To be done: Could you transcribe the material below exactly, without leaving out a single line?

>>>

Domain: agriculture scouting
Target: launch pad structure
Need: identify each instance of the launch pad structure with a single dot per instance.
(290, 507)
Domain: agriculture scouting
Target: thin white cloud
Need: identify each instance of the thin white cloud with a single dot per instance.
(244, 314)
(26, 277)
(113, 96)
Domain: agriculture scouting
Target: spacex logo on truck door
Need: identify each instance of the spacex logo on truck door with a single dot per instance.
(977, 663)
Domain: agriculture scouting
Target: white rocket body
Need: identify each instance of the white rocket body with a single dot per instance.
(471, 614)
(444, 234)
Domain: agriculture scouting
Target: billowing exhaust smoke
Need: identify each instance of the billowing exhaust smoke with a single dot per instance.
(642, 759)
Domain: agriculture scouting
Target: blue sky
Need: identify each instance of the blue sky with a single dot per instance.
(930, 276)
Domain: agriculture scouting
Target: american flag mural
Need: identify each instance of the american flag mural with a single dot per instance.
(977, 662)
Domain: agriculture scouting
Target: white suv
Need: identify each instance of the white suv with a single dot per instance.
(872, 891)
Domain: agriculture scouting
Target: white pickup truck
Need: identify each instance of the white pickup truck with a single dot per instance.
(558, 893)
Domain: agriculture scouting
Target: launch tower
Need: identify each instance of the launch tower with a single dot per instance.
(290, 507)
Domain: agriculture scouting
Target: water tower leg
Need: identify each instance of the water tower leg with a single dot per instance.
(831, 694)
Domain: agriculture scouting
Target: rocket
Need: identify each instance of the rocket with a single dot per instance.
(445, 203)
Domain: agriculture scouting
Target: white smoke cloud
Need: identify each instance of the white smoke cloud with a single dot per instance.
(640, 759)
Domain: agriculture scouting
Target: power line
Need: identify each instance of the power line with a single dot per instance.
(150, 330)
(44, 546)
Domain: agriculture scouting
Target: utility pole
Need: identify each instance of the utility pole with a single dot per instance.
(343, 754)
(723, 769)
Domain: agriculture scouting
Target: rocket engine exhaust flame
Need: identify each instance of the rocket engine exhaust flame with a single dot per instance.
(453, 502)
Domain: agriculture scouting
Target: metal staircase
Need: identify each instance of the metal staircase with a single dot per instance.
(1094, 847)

<<<

The result:
Domain: agriculture scouting
Target: launch pad structure
Need: identify each instance of the launch pad structure with a single dot per instance.
(290, 507)
Domain: agriculture scouting
Target: thin white cloud
Need: identify each instance of the thin white cloud with a single dot per instance.
(244, 314)
(26, 277)
(113, 96)
Domain: agriculture scouting
Target: spacex logo on truck door
Need: identify each instance of the spacex logo on truck door with a single dot per instance.
(977, 663)
Domain: agriculture scouting
Target: white rocket body
Need: identify each instance of the white rocket body with a single dot per instance.
(471, 614)
(444, 234)
Domain: agriculture scouting
Target: billowing exhaust smoke
Need: identify each instance of the billowing exhaust smoke with a single dot per instance.
(642, 759)
Domain: agriculture scouting
Target: blue sky
Need: identify each instance of the blue sky with a single dot per instance.
(930, 276)
Domain: agriculture scouting
Target: american flag mural
Need: identify each instance of the american flag mural with a single dot per instance.
(977, 662)
Domain: agriculture scouting
Target: white suv
Need: identify each instance of the white suv with a single dot per instance.
(872, 891)
Domain: agriculture scouting
Target: white pickup truck
Need: identify each instance of the white pickup truck with a single dot per instance.
(558, 893)
Domain: agriculture scouting
Target: launch tower
Need: identify each instance of the launch tower with a single dot per instance.
(290, 507)
Domain: agriculture scouting
Target: water tower leg
Need: identify each instance of the water tower leg with a single dot per instance.
(831, 694)
Domain: agriculture scouting
Target: rocket
Need: identify each instance of the rocket with a single dot per instance.
(445, 203)
Domain: agriculture scouting
Target: white smoke cloud
Need: identify each instance of the white smoke cloud with a single dot per instance.
(640, 759)
Domain: agriculture scouting
Target: power line
Need: identify each instance of the power line with a single dot per instance.
(150, 330)
(44, 546)
Domain: agriculture scouting
Target: utility pole
Need: identify each instance of the utility pole with a single dot per instance.
(343, 754)
(723, 769)
Domain: agriculture scouting
Target: rocket engine exhaust flame
Need: identify each instance of the rocket engine exhaust flame with a single dot per instance.
(453, 502)
Domain: agriculture scouting
Target: metal staircase
Need: identify each instance of the metal staircase with a single dot per instance.
(1094, 847)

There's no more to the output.